======== Data to examine ========

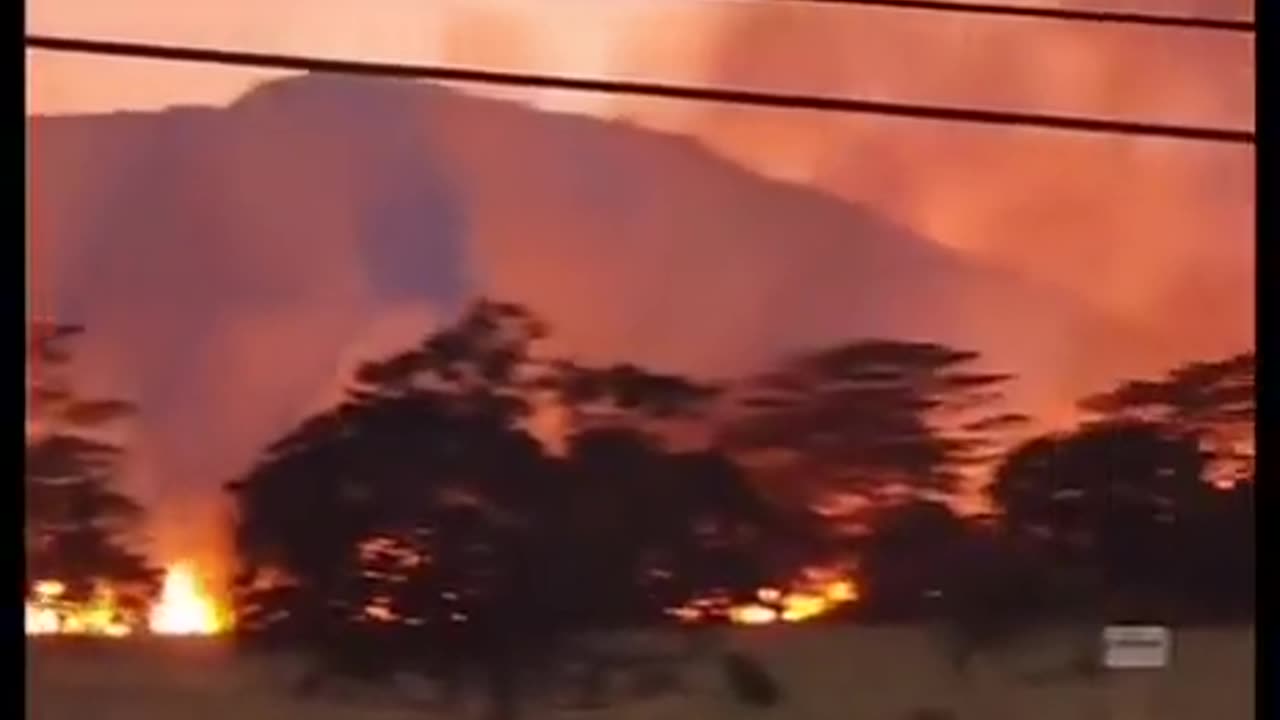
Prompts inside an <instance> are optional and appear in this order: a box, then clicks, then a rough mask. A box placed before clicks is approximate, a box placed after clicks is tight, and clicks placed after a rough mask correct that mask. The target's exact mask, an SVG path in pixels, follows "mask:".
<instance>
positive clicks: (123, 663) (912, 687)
mask: <svg viewBox="0 0 1280 720" xmlns="http://www.w3.org/2000/svg"><path fill="white" fill-rule="evenodd" d="M730 642H731V643H732V644H733V646H736V647H739V648H741V650H745V651H748V652H750V653H751V655H753V656H754V657H756V659H758V660H760V661H762V662H763V664H764V665H765V666H767V667H768V669H769V670H771V671H772V673H773V674H774V675H776V676H777V679H778V680H780V683H781V684H782V685H783V688H785V691H786V693H787V702H786V703H783V705H782V706H780V707H777V708H774V710H768V711H762V710H753V708H744V707H741V706H737V705H735V702H733V701H732V700H731V698H730V696H728V691H727V688H726V687H724V684H723V682H722V680H721V678H719V675H718V673H717V669H716V667H714V666H705V667H698V669H695V670H694V671H692V673H691V675H690V678H689V680H690V683H689V684H690V685H691V692H690V693H689V694H687V696H685V697H672V698H667V700H663V701H653V702H644V703H627V705H623V706H618V707H616V708H611V710H609V711H602V712H576V714H572V715H577V716H580V717H582V720H591V719H594V717H605V716H607V717H608V719H609V720H614V719H617V720H627V719H636V720H640V719H645V720H667V719H671V720H676V719H681V720H684V719H699V720H701V719H705V720H712V719H719V717H740V716H759V717H760V719H762V720H772V719H773V717H778V719H782V717H786V719H796V720H826V719H831V720H861V719H867V720H909V719H910V717H913V716H916V717H933V716H936V717H947V715H945V714H937V715H927V714H925V712H924V711H927V710H929V708H933V710H937V711H950V712H951V714H952V715H950V716H952V717H955V719H957V720H1005V719H1007V720H1024V719H1034V720H1059V719H1061V720H1066V719H1073V720H1075V719H1080V720H1084V719H1091V720H1103V719H1106V720H1129V719H1133V720H1148V719H1149V720H1156V719H1158V720H1247V719H1252V717H1253V716H1254V710H1253V697H1254V689H1253V688H1254V671H1253V667H1254V655H1253V633H1252V630H1238V632H1230V630H1188V632H1183V633H1178V634H1176V637H1175V657H1174V664H1172V666H1171V667H1169V669H1167V670H1166V671H1161V673H1124V674H1108V675H1105V676H1101V678H1098V679H1097V680H1092V682H1091V680H1084V679H1061V680H1055V682H1046V683H1028V682H1025V680H1020V679H1018V678H1019V675H1018V670H1019V667H1024V666H1025V665H1027V664H1028V662H1032V660H1029V659H1028V657H1025V656H1006V657H1001V659H988V660H987V661H983V662H980V664H979V665H978V666H977V667H975V669H974V673H973V675H972V678H970V679H969V680H961V679H960V678H957V676H956V675H955V674H954V673H951V671H950V670H948V669H947V667H946V665H945V664H943V661H942V659H941V657H940V655H938V653H937V651H936V644H934V642H933V639H932V637H931V635H929V634H928V633H927V632H924V630H920V629H913V628H874V629H873V628H823V626H806V628H762V629H750V630H741V632H737V633H736V634H735V635H733V637H732V638H731V639H730ZM1048 644H1050V643H1043V647H1048ZM1043 647H1042V648H1041V650H1042V652H1038V653H1037V655H1041V656H1044V655H1052V652H1048V653H1046V652H1044V651H1043ZM27 657H28V664H27V691H28V692H27V697H28V711H27V716H28V717H31V719H33V720H169V719H174V720H178V719H182V720H205V719H207V720H294V719H297V720H303V719H305V720H401V719H410V717H413V719H419V720H422V719H426V717H431V715H430V714H429V712H426V711H424V710H422V708H412V707H404V706H403V703H394V702H392V701H389V700H388V698H385V696H380V697H381V700H380V701H379V700H378V698H376V697H375V694H376V693H365V697H362V698H361V697H348V698H344V700H342V701H333V700H329V701H324V702H320V701H311V702H305V701H301V700H298V698H294V697H291V696H289V694H288V693H287V692H284V689H283V688H285V687H287V685H288V683H289V680H291V678H292V675H293V673H296V671H297V664H296V662H291V661H289V660H287V659H250V657H236V656H234V655H233V653H232V652H230V650H229V648H227V647H225V646H223V644H221V643H218V642H200V641H196V642H161V641H150V642H145V641H137V642H127V643H102V644H83V643H74V644H72V643H47V642H38V643H31V644H28V652H27ZM357 694H358V693H357ZM466 715H474V714H471V712H467V714H466ZM529 715H530V717H548V716H550V715H552V712H550V711H548V710H535V711H531V712H530V714H529Z"/></svg>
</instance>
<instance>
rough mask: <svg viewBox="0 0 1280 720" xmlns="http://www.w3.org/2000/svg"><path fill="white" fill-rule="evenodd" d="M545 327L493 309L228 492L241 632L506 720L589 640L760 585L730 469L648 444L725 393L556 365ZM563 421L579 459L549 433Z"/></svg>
mask: <svg viewBox="0 0 1280 720" xmlns="http://www.w3.org/2000/svg"><path fill="white" fill-rule="evenodd" d="M543 334H544V328H543V325H541V323H540V322H538V320H536V319H535V318H532V316H531V315H529V314H527V313H525V311H524V310H522V309H520V307H516V306H513V305H506V304H498V302H488V301H483V302H479V304H477V305H475V306H474V307H472V309H471V310H470V311H468V313H467V314H466V315H465V316H463V318H462V319H461V320H460V322H458V323H457V324H454V325H452V327H448V328H444V329H442V331H440V332H438V333H435V334H433V336H430V337H428V338H426V340H425V341H424V342H422V343H420V345H419V346H417V347H415V348H411V350H408V351H406V352H402V354H398V355H396V356H393V357H389V359H387V360H383V361H376V363H369V364H366V365H365V366H362V368H361V369H360V370H358V372H357V374H356V378H355V380H356V382H355V384H353V387H352V388H351V391H349V393H348V397H347V398H346V401H344V402H342V404H340V405H339V406H337V407H334V409H332V410H329V411H326V413H323V414H320V415H317V416H314V418H311V419H308V420H307V421H305V423H302V424H301V425H300V427H298V428H297V429H296V430H294V432H292V433H289V434H288V436H287V437H284V438H283V439H280V441H279V442H276V443H275V445H273V446H271V447H270V448H268V452H266V454H265V456H264V457H262V459H261V461H260V462H259V464H257V466H256V468H253V470H252V471H251V473H248V474H247V475H246V477H244V478H242V479H239V480H237V482H236V483H233V484H232V491H233V492H234V493H236V498H237V505H238V509H239V512H238V515H239V518H238V528H237V533H236V537H237V544H238V550H239V555H241V559H242V562H243V565H244V568H243V571H242V574H241V578H239V580H238V592H237V594H238V602H239V605H241V618H242V620H241V625H242V626H244V628H246V629H247V630H250V632H253V633H261V635H262V637H275V638H276V639H279V641H282V642H288V643H291V644H294V646H302V647H303V648H310V650H311V651H312V653H314V655H315V656H317V657H319V659H320V660H321V664H323V665H328V670H334V669H339V670H344V671H348V673H356V674H364V675H367V676H381V678H385V676H388V675H389V674H390V673H392V670H394V669H406V667H408V669H415V670H419V671H421V673H424V674H426V675H429V676H433V678H434V679H436V680H438V682H439V684H440V687H442V691H443V698H444V700H452V698H456V697H457V696H458V693H461V692H462V691H463V689H466V688H467V687H468V683H471V682H477V683H480V685H479V687H480V688H483V689H484V692H485V693H486V694H488V697H489V700H490V703H492V705H490V707H492V712H493V715H494V716H495V717H503V719H506V717H512V716H515V715H516V714H517V712H518V708H520V703H521V698H525V697H527V696H529V694H530V693H532V692H534V689H535V688H547V687H552V685H553V683H550V682H549V680H548V678H536V675H538V674H545V673H557V671H558V669H559V667H563V666H564V665H566V657H579V659H581V657H582V655H584V652H582V651H581V647H582V643H581V642H579V641H580V639H581V638H584V637H588V635H590V634H591V633H598V632H604V630H616V629H618V628H625V626H628V625H635V624H640V623H648V621H653V620H658V619H660V618H662V615H663V611H664V610H666V609H667V607H669V606H671V605H672V603H675V602H678V601H684V600H687V597H689V594H692V593H696V592H700V591H712V589H723V591H726V592H732V591H733V589H742V588H745V587H746V585H749V584H751V583H758V582H759V580H760V578H762V575H763V573H764V570H762V569H760V566H759V562H758V557H760V556H762V555H763V553H760V552H758V551H759V548H762V547H764V546H765V544H767V542H768V541H769V538H771V533H776V527H777V524H774V523H772V519H771V514H769V507H768V506H767V505H765V503H763V502H762V501H759V498H756V497H755V496H754V495H753V493H751V492H750V489H749V486H748V484H746V483H745V479H744V475H742V473H741V470H739V469H737V468H736V465H733V462H732V461H730V460H728V459H726V457H724V456H722V455H718V454H716V452H712V451H705V450H703V451H696V450H685V451H675V450H671V448H668V447H667V446H666V445H664V443H663V441H662V439H660V437H659V434H658V433H655V432H650V430H652V429H653V428H652V427H650V425H652V423H653V421H658V420H663V419H668V418H671V416H682V415H687V414H689V413H694V411H695V409H696V407H698V406H700V405H703V404H704V402H705V401H707V398H709V397H710V396H712V395H713V391H712V389H710V388H705V387H703V386H699V384H696V383H692V382H689V380H685V379H681V378H676V377H669V375H660V374H657V373H650V372H646V370H643V369H639V368H634V366H627V365H622V366H616V368H607V369H589V368H581V366H576V365H572V364H568V363H563V361H557V360H552V359H541V357H539V356H538V352H536V345H538V341H539V340H540V338H541V337H543ZM547 411H554V413H558V414H559V415H561V416H564V418H568V421H567V423H563V424H562V433H563V436H564V437H562V438H559V439H562V442H561V445H562V451H561V452H550V451H548V448H547V446H544V445H543V443H540V442H539V441H538V439H535V437H534V434H532V430H531V427H532V425H536V415H538V414H539V413H547ZM617 655H618V653H612V656H613V657H617ZM595 660H596V662H595V666H596V670H598V669H599V667H598V666H599V665H600V662H599V660H600V653H599V652H596V653H595ZM588 664H589V665H590V664H591V662H588ZM321 669H325V667H321ZM589 674H590V673H589ZM595 675H596V676H598V675H599V673H595ZM319 676H320V675H315V676H314V678H319Z"/></svg>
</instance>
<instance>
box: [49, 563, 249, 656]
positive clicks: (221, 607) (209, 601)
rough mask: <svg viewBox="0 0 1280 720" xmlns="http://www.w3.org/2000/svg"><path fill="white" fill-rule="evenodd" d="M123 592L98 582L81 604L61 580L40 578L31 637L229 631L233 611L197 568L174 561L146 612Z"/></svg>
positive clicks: (88, 635)
mask: <svg viewBox="0 0 1280 720" xmlns="http://www.w3.org/2000/svg"><path fill="white" fill-rule="evenodd" d="M119 598H120V593H119V592H116V591H115V589H113V588H110V587H108V585H101V584H100V585H99V587H96V588H95V589H93V592H92V593H91V596H90V598H88V600H87V601H83V602H77V601H74V600H70V598H69V597H68V593H67V584H65V583H63V582H61V580H38V582H36V583H33V584H32V588H31V593H29V597H28V598H27V601H26V607H24V610H26V633H27V635H78V637H99V638H127V637H132V635H136V634H140V633H150V634H152V635H218V634H221V633H225V632H227V630H229V629H230V626H232V623H230V611H229V610H228V609H227V607H225V606H223V605H221V603H219V602H218V600H216V598H215V597H214V596H212V594H211V593H210V592H209V591H207V589H206V588H205V585H204V583H201V580H200V578H198V575H197V574H196V570H195V568H192V566H191V565H188V564H186V562H178V564H174V565H172V566H170V568H169V569H168V570H166V571H165V577H164V584H163V585H161V591H160V596H159V597H157V598H155V601H154V602H152V603H150V607H148V609H147V610H146V611H145V612H140V611H137V610H133V609H131V607H129V606H128V605H127V603H124V602H122V601H120V600H119Z"/></svg>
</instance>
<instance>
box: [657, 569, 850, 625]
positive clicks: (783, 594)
mask: <svg viewBox="0 0 1280 720" xmlns="http://www.w3.org/2000/svg"><path fill="white" fill-rule="evenodd" d="M856 601H858V585H856V584H855V583H854V580H851V579H850V578H849V577H847V575H845V574H844V573H840V571H835V570H828V569H812V570H806V571H805V573H803V574H801V575H800V578H799V579H796V580H795V582H794V583H791V588H790V589H786V591H783V589H780V588H773V587H765V588H760V589H758V591H756V592H755V602H748V603H741V605H732V603H730V602H728V601H726V600H723V598H699V600H695V601H692V602H690V603H689V605H685V606H684V607H676V609H673V610H672V611H671V615H672V616H675V618H676V619H678V620H681V621H684V623H698V621H703V620H710V619H714V618H722V619H727V620H728V621H730V623H733V624H736V625H771V624H774V623H780V621H781V623H803V621H805V620H812V619H814V618H819V616H822V615H826V614H828V612H831V611H832V610H836V609H837V607H840V606H842V605H847V603H851V602H856Z"/></svg>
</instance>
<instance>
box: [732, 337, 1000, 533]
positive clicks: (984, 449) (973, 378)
mask: <svg viewBox="0 0 1280 720" xmlns="http://www.w3.org/2000/svg"><path fill="white" fill-rule="evenodd" d="M978 360H979V357H978V355H977V354H974V352H966V351H960V350H954V348H950V347H945V346H941V345H933V343H923V342H896V341H861V342H854V343H847V345H841V346H836V347H832V348H828V350H823V351H819V352H813V354H809V355H804V356H800V357H796V359H794V360H790V361H787V363H785V364H782V366H781V368H778V369H777V370H774V372H772V373H768V374H764V375H763V377H759V378H755V379H754V380H753V382H750V383H748V386H746V388H745V389H744V391H742V392H741V393H740V396H741V397H742V409H741V411H740V413H739V415H740V418H739V419H736V420H735V421H733V423H732V424H731V425H730V428H728V429H727V432H726V433H724V434H723V441H724V443H726V446H727V447H730V448H731V450H732V451H733V452H735V454H737V455H740V456H742V457H744V459H746V460H748V461H749V462H750V464H751V465H753V468H755V469H756V470H759V471H762V474H764V475H765V477H767V478H769V486H771V488H773V489H777V488H778V487H780V486H781V487H782V488H783V489H785V491H791V492H792V493H794V495H792V496H791V497H790V498H787V500H790V501H791V502H792V503H795V502H799V503H801V505H805V506H827V509H828V514H831V515H837V516H838V515H841V514H842V512H840V511H838V510H836V509H837V507H840V506H841V505H846V506H851V507H859V506H870V507H873V509H874V507H879V506H884V505H895V503H897V502H901V501H905V500H911V498H925V500H941V498H946V497H950V496H954V495H955V493H956V492H957V489H959V486H960V482H961V479H963V478H964V477H965V474H966V473H968V471H970V470H972V469H973V468H975V466H978V465H980V464H983V462H987V461H989V460H992V459H993V457H995V456H996V455H997V451H998V448H1000V443H998V441H1000V439H1001V437H1002V433H1004V432H1005V430H1007V429H1010V428H1012V427H1016V425H1020V424H1021V423H1023V421H1024V420H1025V418H1023V416H1020V415H1015V414H1009V413H1000V411H996V410H995V409H996V407H998V402H1000V401H1001V397H1002V395H1001V388H1002V386H1004V384H1005V383H1006V382H1007V380H1009V375H1002V374H992V373H983V372H977V370H974V369H973V366H974V365H977V364H978ZM850 500H851V501H854V502H852V503H849V502H847V501H850Z"/></svg>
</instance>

========

▶ **Task goal**: Filter this listing and copy only the lines holding the word "clicks".

▶ **Solution to the problem**:
Prompts inside an <instance> are optional and appear in this order: a box, then clicks, then a rough mask. A box placed before clicks is approximate, a box placed after clicks is tight, and clicks placed after a rough mask correct that mask. The target's exact mask, an SVG path in pixels, follows "mask:".
positive clicks: (123, 663) (912, 687)
positive clicks: (221, 607) (209, 601)
positive clicks: (88, 635)
positive clicks: (783, 594)
positive clicks: (984, 449) (973, 378)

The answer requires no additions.